# Exercise task A
In the bug report on moving VARCHAR columns from Oracle to MySQL, what database character set did Oracle use?

# Selected extract
------------------------------------------------------------

Description:
Issue with transition of VARCHAR Oracle type to MySQL UTF-8 length for VARCHAR. Oracle used Unicode UTF-8 (AL32UTF8) as the database character set. Let us say the variable x was declared as CHAR(3), which resulted in an allocation of three bytes. When the single-byte value a was assigned to x, the other two bytes were padded with spaces (a space is also a single byte), and thus the resulting string was three characters long. When the two-byte character was assigned to x, only one byte remained to be padded with a single space. The result? A two-character-long string that happened to be using three bytes of storage. In our case (migrating from Oracle to MySQL), Oracle defines it's VARCHAR length in bytes where as MySQL defines the length in Char. When the migration script is created a one for one mapping occurs which is incorrect. Also the the keyword BINARY is unnecessarily added.

------------------------------------------------------------

# Exercise task B
Update the listing below by replacing "white sea foam" with "patch of sea foam", leaving every other part of the listing unchanged.

------------------------------------------------------------

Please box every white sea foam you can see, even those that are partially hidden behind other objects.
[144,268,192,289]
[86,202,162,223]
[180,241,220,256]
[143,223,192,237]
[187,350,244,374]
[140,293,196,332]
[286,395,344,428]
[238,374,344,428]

------------------------------------------------------------

# Expected output A
Oracle used Unicode UTF-8 (AL32UTF8).

# Expected output B
Please box every patch of sea foam you can see, even those that are partially hidden behind other objects.
[144,268,192,289]
[86,202,162,223]
[180,241,220,256]
[143,223,192,237]
[187,350,244,374]
[140,293,196,332]
[286,395,344,428]
[238,374,344,428]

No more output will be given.